## Complete the following
[1] Set down, word for word, the stretch of the Textadept lexer thread from "Textadept backtracks from" through "in better performance.)".
[2] Pick up the Textadept lexer thread where it stops and extend it with further discussion.

## Reading passage

────────────────────

P.S. I am using a custom version of Textadept, so to upgrade to newest changes I need to understand them and patch my code version with them. I mean that I had branched away at version 10 ... but ... except enabling keypress and key release for all keys my version is still almost identical with this of Textadept.

orbitalquark commented 7 months ago

Textadept backtracks from the current position to the beginning of a given "style" in order to start matching a lexer's grammar. In your case, when you have a string spanning hundreds of lines, Textadept needs to backtrack over each character until the string start, match the string and subsequent text, and then highlight it. This will take more time than static lexers like those used by SciTE because they backtrack to the beginning of the line only before matching and highlighting.

I've experienced this with Textadept's own lexers/lexer.lua when editing the 650+ module documentation block when it was a lexed as a single block. (It has since been split into single-line comments, resulting in better performance.)

Unfortunately, I don't know of a solution, other than to split up lexical entities, if possible, in the source file.

oOosys commented 7 months ago

Does it mean that the lexer cares about parts of the document which are past the viewed part at each keystroke instead of skipping them from consideration because irrelevant?

I am currently on the path to approaching programming the oOo-way and are making some progress. From point of view of oOo concept splitting strings into smaller parts is not an option. The oOo-way makes excessive use of multi-line comments and of mixing code and comments which are executable parameters in disguise. I will need earlier or later an own parser which will make things simple without the need of backtracking or other techniques due to weird design of a programming language syntax ... anyway I need to decide which path I would like to go - stick with Textadept or go back to SciTE? The C-code of Lexilla lexers looks good to me ... somehow even better than building upon a lexer library in Lua ... Another way is to apply highlighting only to some part of the text around the viewed window not caring much about the correctness, which would be in most cases ok, and if not ... it does not really matter much as the oOo way will probably not really need any highlighting in the sense of a syntax of a programming language.

orbitalquark commented 7 months ago

Textadept syntax highlights the remainder of the buffer that is out of view in "idle time" by default. You can disable/change this via the view.idle_styling option (https://orbitalquark.github.io/textadept/api.html#view.idle_styling).

────────────────────

## Dataset content
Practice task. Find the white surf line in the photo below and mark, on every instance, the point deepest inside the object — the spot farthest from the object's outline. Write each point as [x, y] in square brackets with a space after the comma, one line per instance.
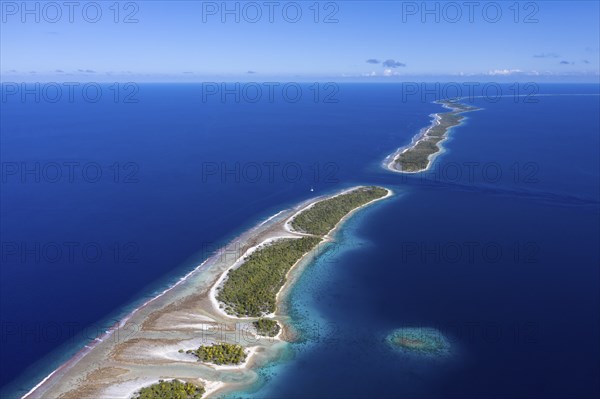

────────────────────

## Results
[1]
Textadept backtracks from the current position to the beginning of a given "style" in order to start matching a lexer's grammar. In your case, when you have a string spanning hundreds of lines, Textadept needs to backtrack over each character until the string start, match the string and subsequent text, and then highlight it. This will take more time than static lexers like those used by SciTE because they backtrack to the beginning of the line only before matching and highlighting.

I've experienced this with Textadept's own lexers/lexer.lua when editing the 650+ module documentation block when it was a lexed as a single block. (It has since been split into single-line comments, resulting in better performance.)

[2]
If you do turn it off, you may see lags while rapidly scrolling through a buffer (or scrolling immediately to the end of a long buffer).

oOosys commented 7 months ago

"""view.idle_styling -> The idle styling mode. This mode has no effect when view.wrap_mode is on.""" -> what is mostly the case if I am working on a text. Any other idea what to switch off?

orbitalquark commented 7 months ago

No, I don't think Scintilla provides another option. If you turn off word wrap, do you still notice a slowdown? Scintilla's line layout routines for word wrapping can be noticeably slower than without word wrap. The lexer may not be to blame here.

oOosys commented 7 months ago

After adding this to init.lua:

--                          SPEEDING·UP·SLOW·LEXING 
view.idle_styling = view.IDLESTYLING_NONE
The idle styling mode. This mode has no effect when view.wrap_mode is on.
    view.IDLESTYLING_NONE Style all the currently visible text before displaying it.
    view.IDLESTYLING_TOVISIBLE Style some text before displaying it and then style the rest incrementally in the background as an idle-time task.
    view.IDLESTYLING_AFTERVISIBLE Style text after the currently visible portion in the background.
    view.IDLESTYLING_ALL Style text both before and after the visible text in the background.
    The default value is view.IDLESTYLING_ALL.

the heating up of the CPU is no more and scrolling down is OK·and without noticable delay.

THANKS·:) ... this solved the problem, so that I can close this issue as solved. Why stick to the ALL option then as default???

orbitalquark commented 7 months ago

I'm glad you were able to fix it!

It used to be view.IDLESTYLING_NONE by default, but like I mentioned before, I would be seeing more lag than not when scrolling through buffers. It bothered me, so I changed to view.IDLESTYLING_ALL. I believe SciTE also uses this option by default.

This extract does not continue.